▸ **TO DO**: All of the material below is to be retyped exactly.

========================

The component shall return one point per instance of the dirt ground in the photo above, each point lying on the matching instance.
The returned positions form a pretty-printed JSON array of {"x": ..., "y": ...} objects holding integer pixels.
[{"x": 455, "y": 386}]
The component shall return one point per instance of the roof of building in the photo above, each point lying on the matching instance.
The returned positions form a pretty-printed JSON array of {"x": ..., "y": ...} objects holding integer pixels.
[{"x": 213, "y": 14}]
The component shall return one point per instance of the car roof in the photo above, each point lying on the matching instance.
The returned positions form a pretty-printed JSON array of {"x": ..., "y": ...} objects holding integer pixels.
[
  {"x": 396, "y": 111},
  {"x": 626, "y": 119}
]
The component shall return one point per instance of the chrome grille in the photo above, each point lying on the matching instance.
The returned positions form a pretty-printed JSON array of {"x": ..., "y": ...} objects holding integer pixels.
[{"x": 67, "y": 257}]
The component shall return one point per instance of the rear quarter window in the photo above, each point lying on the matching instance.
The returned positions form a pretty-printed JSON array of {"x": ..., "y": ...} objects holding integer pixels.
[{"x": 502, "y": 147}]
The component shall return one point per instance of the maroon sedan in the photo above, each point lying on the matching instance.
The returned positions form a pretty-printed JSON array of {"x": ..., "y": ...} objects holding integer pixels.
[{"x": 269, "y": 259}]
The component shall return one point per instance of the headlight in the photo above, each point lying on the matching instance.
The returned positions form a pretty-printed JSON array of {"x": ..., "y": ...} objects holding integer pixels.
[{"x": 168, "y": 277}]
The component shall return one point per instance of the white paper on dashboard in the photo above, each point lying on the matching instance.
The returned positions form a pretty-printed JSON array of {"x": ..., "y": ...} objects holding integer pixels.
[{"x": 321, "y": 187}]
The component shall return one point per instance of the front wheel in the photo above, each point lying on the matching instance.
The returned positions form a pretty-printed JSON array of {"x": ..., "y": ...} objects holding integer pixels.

========================

▸ **ANSWER BELOW**:
The component shall return one point per instance of the dirt ground in the photo above, each point lying on the matching instance.
The returned positions form a pretty-printed JSON array of {"x": ..., "y": ...} objects holding integer pixels.
[{"x": 455, "y": 386}]
The component shall return one point per instance of the roof of building in the photo above, each point lying on the matching instance.
The returned positions form a pretty-printed JSON array of {"x": ..., "y": ...} objects holding integer pixels.
[{"x": 213, "y": 14}]
The component shall return one point per instance of the car roof in the photo above, each point lying on the matching instance.
The returned positions form a pretty-printed JSON array of {"x": ..., "y": ...} objects holding integer pixels.
[
  {"x": 396, "y": 111},
  {"x": 626, "y": 119}
]
The component shall return one point per instance of the chrome grille in the photo above, each point lying on the matching instance.
The returned positions form a pretty-printed JSON array of {"x": ..., "y": ...} objects holding integer pixels.
[{"x": 67, "y": 257}]
The component shall return one point per instance of the rear quarter window in the photo above, each point lying on the matching instance.
The returned positions form a pretty-printed JSON array of {"x": ..., "y": ...} objects holding integer pixels.
[{"x": 502, "y": 147}]
The component shall return one point per instance of the maroon sedan in the photo above, each point lying on the matching instance.
The returned positions form a pretty-printed JSON array of {"x": ..., "y": ...} objects holding integer pixels.
[{"x": 269, "y": 259}]
The component shall return one point per instance of the headlight in the photo above, each point lying on the matching instance.
The returned positions form a pretty-printed JSON array of {"x": ..., "y": ...} objects holding integer pixels.
[{"x": 168, "y": 277}]
The component shall return one point per instance of the white paper on dashboard in the photo above, each point lying on the matching instance.
The returned positions form a pretty-printed JSON array of {"x": ..., "y": ...} objects holding integer pixels.
[{"x": 321, "y": 187}]
The component shall return one point per instance of the front wheel in the photo above, each point lying on the matching instance.
The returned positions form a pretty-printed JSON array of {"x": ..., "y": ...} objects holding integer pixels.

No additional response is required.